Kıbrıs Mektubu 1105
GÖLGE
ETMESİNLER;
BAŞKA İHSAN İSTEMEZ…
Libya’da, Yemen’de,
Ortadoğu’da, Balkanlarda ve de Çanakkale’de savaş üstüne savaş yaşayan, Anadolu
İhtilali (İstiklal Savaşı) ile iyice yorgun ve bitkin düşen Türk Ulusunun bütün
dikkati Türkiye Cumhuriyeti’ni güçlendirilme yönünde idi.
Lozan Antlaşması ile
İngilizler Kıbrıs’ın mutlak sahibi olunca, Doğu Akdeniz’de denge kurulmuş
sanılıyordu. Ancak bu denge Kıbrıslı Türklerin varlığının, milli kimliğinin ve
milli kültürlerinin korunmasına bağlıydı. Bu zorunluluktan dolayı ada Türkleri
sahipsiz ve ilgisiz bırakılmamalıydı. Yüce Atatürk’ün düşünceleri böyleydi.
Üstelik, 1800’lerin başından
beri genişlemesini sürdüren Yunanistan ve Kıbrıslı Rumlar, Kıbrıs’ın
Yunanistan’a bağlanması yönünde Ada’da Türklere ve İngiliz idaresine karşı
katliamlar, isyanlar dahil her türlü eyleme başvuruyorlardı. Esasında artık
Türklerin iki düşmanı vardı. Rumlar ve İngilizler…
Ada’nın stratejik öneminden
dolayı İngilizler, Rum isteklerine karşı çıkıyor, gerektiğinde Türkleri ileri
sürerek Ada nüfusunun yalnız Rumlardan oluşmadığını hatırlatıyorlardı. Bu
durumda Türkler Rumların affedilmez hedefi haline geldi.

:: Görev Koşulları ::
(a) Kıbrıs mektubuna göre aşağıdaki soruları yanıtlayınız:
(i) Lozan Antlaşması ile Kıbrıs'ın mutlak sahibi kim olmuştur?
(ii) Türklerin artık sahip olduğu iki düşman kimlerdir?
(iii) İngilizler Rum isteklerine hangi sebeple karşı çıkıyordu?
(b) Kıbrıs mektubunu iki cümleyle özetleyiniz.

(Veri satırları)

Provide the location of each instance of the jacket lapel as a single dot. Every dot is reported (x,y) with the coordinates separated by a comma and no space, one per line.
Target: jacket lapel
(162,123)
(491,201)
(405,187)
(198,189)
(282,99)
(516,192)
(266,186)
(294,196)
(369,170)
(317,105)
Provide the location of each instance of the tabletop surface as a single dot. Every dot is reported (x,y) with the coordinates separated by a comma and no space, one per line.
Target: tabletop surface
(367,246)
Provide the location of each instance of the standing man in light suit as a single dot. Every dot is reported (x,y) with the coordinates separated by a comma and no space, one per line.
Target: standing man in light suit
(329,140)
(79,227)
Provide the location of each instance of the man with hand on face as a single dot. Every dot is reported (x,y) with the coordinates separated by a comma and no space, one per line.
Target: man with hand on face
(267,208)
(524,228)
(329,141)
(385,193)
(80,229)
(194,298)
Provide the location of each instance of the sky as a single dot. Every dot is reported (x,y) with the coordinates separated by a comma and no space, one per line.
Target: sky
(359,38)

:: Çözüm Listesi ::
(a)
(i) İngilizler.
(ii) Rumlar ve İngilizler.
(iii) Ada'nın stratejik öneminden dolayı.

(b) Savaşlarla yorgun düşen Türk Ulusu dikkatini Türkiye Cumhuriyeti'ni güçlendirmeye verirken Lozan Antlaşması ile İngilizler Kıbrıs'ın mutlak sahibi olmuştur; ancak Doğu Akdeniz'deki denge, Kıbrıslı Türklerin varlığının, milli kimliğinin ve milli kültürlerinin korunmasına bağlıydı. Yunanistan ve Kıbrıslı Rumlar Ada'nın Yunanistan'a bağlanması için Türklere ve İngiliz idaresine karşı her türlü eyleme başvururken, Ada'nın stratejik öneminden dolayı Rum isteklerine karşı çıkan İngilizler gerektiğinde Türkleri ileri sürdüğü için Türkler Rumların affedilmez hedefi haline gelmiştir.